## WHAT TO DO
Render the material below as a Markdown table with two columns, Row and Line, giving each line its own numbered row and omitting blank lines. Leave the pictures out of the answer.

## LISTED RECORDS
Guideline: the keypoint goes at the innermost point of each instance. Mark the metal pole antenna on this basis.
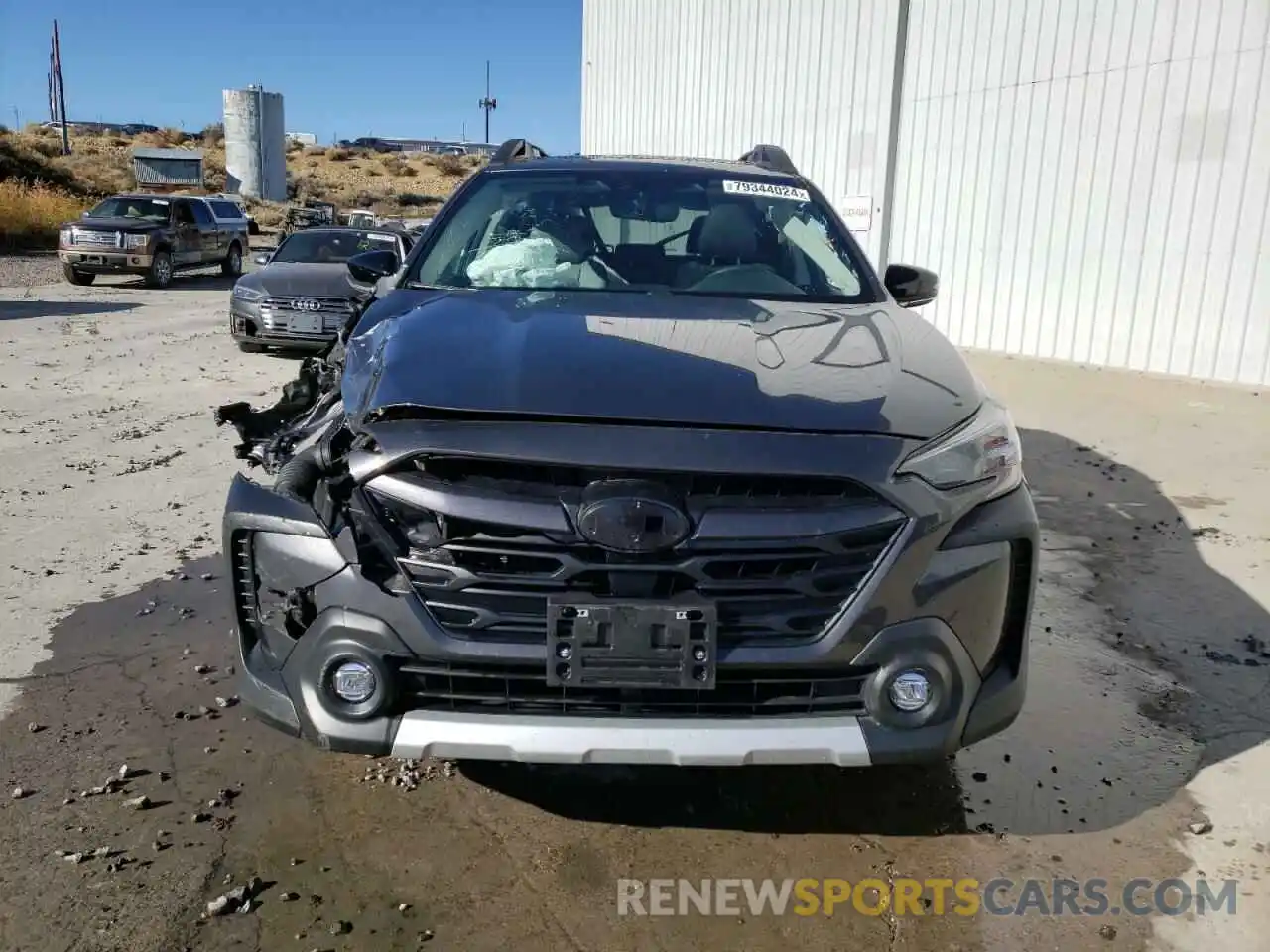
(62, 90)
(488, 104)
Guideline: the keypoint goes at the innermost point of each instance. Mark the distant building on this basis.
(168, 169)
(439, 146)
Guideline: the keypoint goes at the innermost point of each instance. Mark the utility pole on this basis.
(486, 103)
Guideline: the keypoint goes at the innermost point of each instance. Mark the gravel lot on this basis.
(30, 270)
(1147, 710)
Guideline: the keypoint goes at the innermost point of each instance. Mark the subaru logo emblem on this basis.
(631, 516)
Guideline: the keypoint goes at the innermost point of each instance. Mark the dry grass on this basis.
(390, 182)
(30, 213)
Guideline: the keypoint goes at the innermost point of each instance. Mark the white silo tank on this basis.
(255, 144)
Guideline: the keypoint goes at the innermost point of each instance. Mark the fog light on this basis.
(910, 692)
(353, 683)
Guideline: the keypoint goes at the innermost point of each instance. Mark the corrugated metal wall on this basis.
(1091, 178)
(711, 77)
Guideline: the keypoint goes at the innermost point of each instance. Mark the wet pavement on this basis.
(1148, 665)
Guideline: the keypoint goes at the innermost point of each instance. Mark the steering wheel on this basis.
(601, 267)
(668, 239)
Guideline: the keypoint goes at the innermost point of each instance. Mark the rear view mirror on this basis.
(634, 206)
(370, 267)
(911, 286)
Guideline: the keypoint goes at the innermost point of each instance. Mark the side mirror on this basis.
(371, 267)
(911, 286)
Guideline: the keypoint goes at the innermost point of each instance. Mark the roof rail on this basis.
(772, 158)
(516, 150)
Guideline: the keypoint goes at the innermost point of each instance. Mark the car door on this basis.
(190, 240)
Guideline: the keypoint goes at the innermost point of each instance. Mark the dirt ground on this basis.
(1147, 715)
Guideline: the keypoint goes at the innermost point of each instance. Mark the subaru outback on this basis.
(635, 461)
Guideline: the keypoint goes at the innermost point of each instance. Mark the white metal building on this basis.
(1089, 178)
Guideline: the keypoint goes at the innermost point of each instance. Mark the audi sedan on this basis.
(303, 294)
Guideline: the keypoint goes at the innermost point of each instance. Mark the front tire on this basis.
(76, 277)
(160, 271)
(232, 264)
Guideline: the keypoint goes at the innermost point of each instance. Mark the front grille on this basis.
(566, 483)
(281, 315)
(488, 581)
(95, 239)
(244, 584)
(504, 688)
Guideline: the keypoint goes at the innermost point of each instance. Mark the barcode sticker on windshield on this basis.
(766, 190)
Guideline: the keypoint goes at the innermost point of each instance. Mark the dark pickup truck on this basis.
(153, 236)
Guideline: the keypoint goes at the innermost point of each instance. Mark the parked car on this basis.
(302, 295)
(639, 460)
(153, 236)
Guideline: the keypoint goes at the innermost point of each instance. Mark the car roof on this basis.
(345, 230)
(630, 163)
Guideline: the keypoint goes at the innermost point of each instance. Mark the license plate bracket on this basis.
(631, 643)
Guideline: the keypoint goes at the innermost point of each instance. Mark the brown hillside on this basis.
(37, 181)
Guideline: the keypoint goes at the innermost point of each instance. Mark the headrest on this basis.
(574, 235)
(730, 234)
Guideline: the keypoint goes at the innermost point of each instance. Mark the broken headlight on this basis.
(984, 451)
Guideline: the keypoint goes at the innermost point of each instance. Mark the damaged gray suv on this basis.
(636, 461)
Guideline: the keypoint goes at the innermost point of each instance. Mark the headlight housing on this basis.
(983, 452)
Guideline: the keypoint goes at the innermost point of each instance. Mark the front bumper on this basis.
(107, 262)
(246, 326)
(952, 599)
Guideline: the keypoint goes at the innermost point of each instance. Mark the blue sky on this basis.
(345, 68)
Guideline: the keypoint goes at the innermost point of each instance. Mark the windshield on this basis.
(712, 232)
(146, 208)
(318, 246)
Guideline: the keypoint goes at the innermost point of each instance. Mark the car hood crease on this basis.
(659, 359)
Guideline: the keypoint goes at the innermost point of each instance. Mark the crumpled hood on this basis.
(302, 280)
(659, 359)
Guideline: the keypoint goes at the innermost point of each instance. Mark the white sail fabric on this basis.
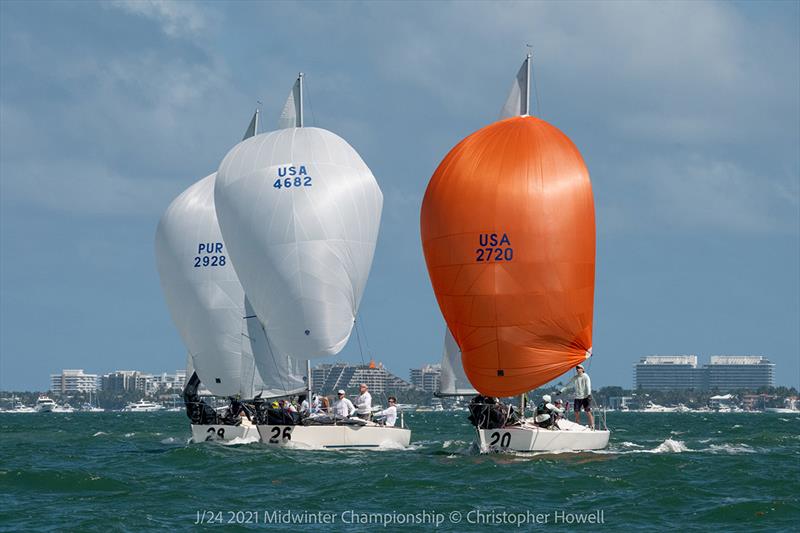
(518, 98)
(282, 375)
(291, 115)
(189, 365)
(453, 381)
(300, 212)
(252, 129)
(203, 294)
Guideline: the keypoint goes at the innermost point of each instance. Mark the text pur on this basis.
(209, 254)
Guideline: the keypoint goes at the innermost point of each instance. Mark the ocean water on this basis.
(137, 472)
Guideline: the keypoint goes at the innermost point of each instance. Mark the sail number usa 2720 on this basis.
(292, 176)
(493, 247)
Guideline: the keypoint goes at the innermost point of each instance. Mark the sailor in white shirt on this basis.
(342, 406)
(390, 413)
(364, 403)
(583, 394)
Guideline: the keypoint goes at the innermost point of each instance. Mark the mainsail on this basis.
(282, 375)
(453, 381)
(508, 233)
(300, 211)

## OUTPUT
| Row | Line |
|---|---|
| 1 | Guideline: the keypoint goes at the innermost point of each instance. Mark the metal pole antenna on this basis. |
| 2 | (62, 90) |
| 3 | (488, 104) |
| 4 | Guideline: the keypoint goes at the innermost point of each instance. Mark the distant building on this basis. |
| 5 | (168, 169) |
| 6 | (439, 146) |
| 7 | Guideline: the keypoint goes at the innermost point of each instance. Mark the utility pole on this basis. |
| 8 | (486, 103) |
| 9 | Guideline: the keypoint goes at the innermost point of each instance. Mark the gravel lot on this basis. |
| 10 | (30, 270) |
| 11 | (1147, 710) |
| 12 | Guideline: the keypoint goes at the innermost point of each instance. Mark the subaru logo emblem on this basis. |
| 13 | (631, 516) |
| 14 | Guideline: the keypoint goes at the innermost point of each instance. Mark the dry grass on this basis. |
| 15 | (390, 182) |
| 16 | (30, 213) |
| 17 | Guideline: the keypoint goes at the innermost point of each instance. Mark the white silo tank on this basis. |
| 18 | (255, 144) |
| 19 | Guideline: the keypoint goes at the innermost point of each instance. Mark the fog light on this basis. |
| 20 | (910, 692) |
| 21 | (353, 683) |
| 22 | Guideline: the keypoint goes at the innermost point of each instance. Mark the corrugated metal wall on this basis. |
| 23 | (1091, 178) |
| 24 | (711, 77) |
| 25 | Guideline: the keypoint goes at the innermost point of each instance. Mark the wet pavement on this basis. |
| 26 | (1148, 665) |
| 27 | Guideline: the keypoint goes at the innermost point of each instance. Mark the steering wheel on this basis. |
| 28 | (601, 267) |
| 29 | (668, 239) |
| 30 | Guideline: the keypoint goes at the innermost point of each instance. Mark the rear view mirror on this basis. |
| 31 | (634, 206) |
| 32 | (370, 267) |
| 33 | (911, 286) |
| 34 | Guideline: the keypoint goes at the innermost point of each instance. Mark the side mirror on this basis. |
| 35 | (371, 267) |
| 36 | (911, 286) |
| 37 | Guideline: the keypoint goes at the innermost point of each instance. Mark the roof rail on this basis. |
| 38 | (772, 158) |
| 39 | (516, 150) |
| 40 | Guideline: the keypoint goes at the innermost point of each instance. Mark the car door on this basis. |
| 41 | (190, 240) |
| 42 | Guideline: the keypoint goes at the innermost point of each instance. Mark the dirt ground on this basis. |
| 43 | (1147, 715) |
| 44 | Guideline: the keypoint goes at the innermost point of each instance. Mark the subaru outback on this basis. |
| 45 | (635, 461) |
| 46 | Guideline: the keypoint goes at the innermost point of each instance. Mark the white metal building on this basis. |
| 47 | (1089, 178) |
| 48 | Guideline: the keypoint goes at the innermost point of each instance. Mark the audi sedan on this basis. |
| 49 | (303, 294) |
| 50 | Guideline: the keypoint goes at the innermost point of each instance. Mark the front tire on this basis. |
| 51 | (76, 277) |
| 52 | (160, 271) |
| 53 | (232, 264) |
| 54 | Guideline: the keypoint goes at the innermost point of each instance. Mark the front grille on this basis. |
| 55 | (566, 483) |
| 56 | (281, 315) |
| 57 | (488, 581) |
| 58 | (95, 239) |
| 59 | (244, 584) |
| 60 | (504, 688) |
| 61 | Guideline: the keypoint goes at the innermost point of each instance. Mark the barcode sticker on windshield on this basis. |
| 62 | (766, 190) |
| 63 | Guideline: the keypoint goes at the innermost point of each instance. Mark the dark pickup truck on this basis. |
| 64 | (153, 236) |
| 65 | Guideline: the keypoint goes at the innermost point of each instance. Mark the parked car on this basis. |
| 66 | (302, 295) |
| 67 | (639, 460) |
| 68 | (153, 236) |
| 69 | Guideline: the keypoint goes at the innermost point of each instance. Mark the car roof on this basis. |
| 70 | (345, 230) |
| 71 | (630, 163) |
| 72 | Guideline: the keypoint goes at the innermost point of each instance. Mark the license plate bracket on this basis. |
| 73 | (631, 643) |
| 74 | Guideline: the keypoint goes at the innermost point of each instance. Mark the brown hillside on this basis. |
| 75 | (37, 181) |
| 76 | Guideline: the keypoint goes at the innermost point of each instance. Mark the headrest on this basis. |
| 77 | (574, 235) |
| 78 | (730, 234) |
| 79 | Guideline: the keypoint goes at the innermost point of each instance. Mark the broken headlight on this basis. |
| 80 | (984, 451) |
| 81 | Guideline: the keypoint goes at the innermost point of each instance. Mark the damaged gray suv on this basis. |
| 82 | (636, 461) |
| 83 | Guideline: the keypoint goes at the innermost point of each instance. Mark the headlight housing on this basis. |
| 84 | (983, 452) |
| 85 | Guideline: the keypoint goes at the innermost point of each instance. Mark the front bumper on this basis. |
| 86 | (107, 262) |
| 87 | (246, 326) |
| 88 | (952, 599) |
| 89 | Guideline: the keypoint goes at the innermost point of each instance. Mark the blue sky on this basis. |
| 90 | (345, 68) |
| 91 | Guideline: the keypoint goes at the innermost point of each instance. Mark the windshield on this basis. |
| 92 | (712, 232) |
| 93 | (146, 208) |
| 94 | (318, 246) |
| 95 | Guideline: the keypoint goes at the innermost point of each instance. Mark the car hood crease on this basis. |
| 96 | (659, 359) |
| 97 | Guideline: the keypoint goes at the innermost point of each instance. Mark the crumpled hood on this basis. |
| 98 | (302, 280) |
| 99 | (659, 359) |
| 100 | Guideline: the keypoint goes at the innermost point of each instance. Mark the white sail fabric on this basis. |
| 101 | (518, 98) |
| 102 | (282, 375) |
| 103 | (291, 115) |
| 104 | (189, 365) |
| 105 | (453, 381) |
| 106 | (300, 212) |
| 107 | (252, 129) |
| 108 | (203, 294) |
| 109 | Guideline: the keypoint goes at the innermost point of each instance. Mark the text pur on this basis. |
| 110 | (209, 254) |
| 111 | Guideline: the keypoint goes at the innermost point of each instance. Mark the ocean water on this basis. |
| 112 | (137, 472) |
| 113 | Guideline: the keypoint goes at the innermost point of each instance. Mark the sail number usa 2720 on this basis. |
| 114 | (292, 176) |
| 115 | (493, 247) |
| 116 | Guideline: the keypoint goes at the innermost point of each instance. Mark the sailor in white shirt on this basis. |
| 117 | (342, 406) |
| 118 | (390, 413) |
| 119 | (364, 403) |
| 120 | (583, 394) |
| 121 | Guideline: the keypoint goes at the innermost point of each instance. Mark the mainsail on this basis. |
| 122 | (282, 375) |
| 123 | (453, 381) |
| 124 | (508, 233) |
| 125 | (300, 211) |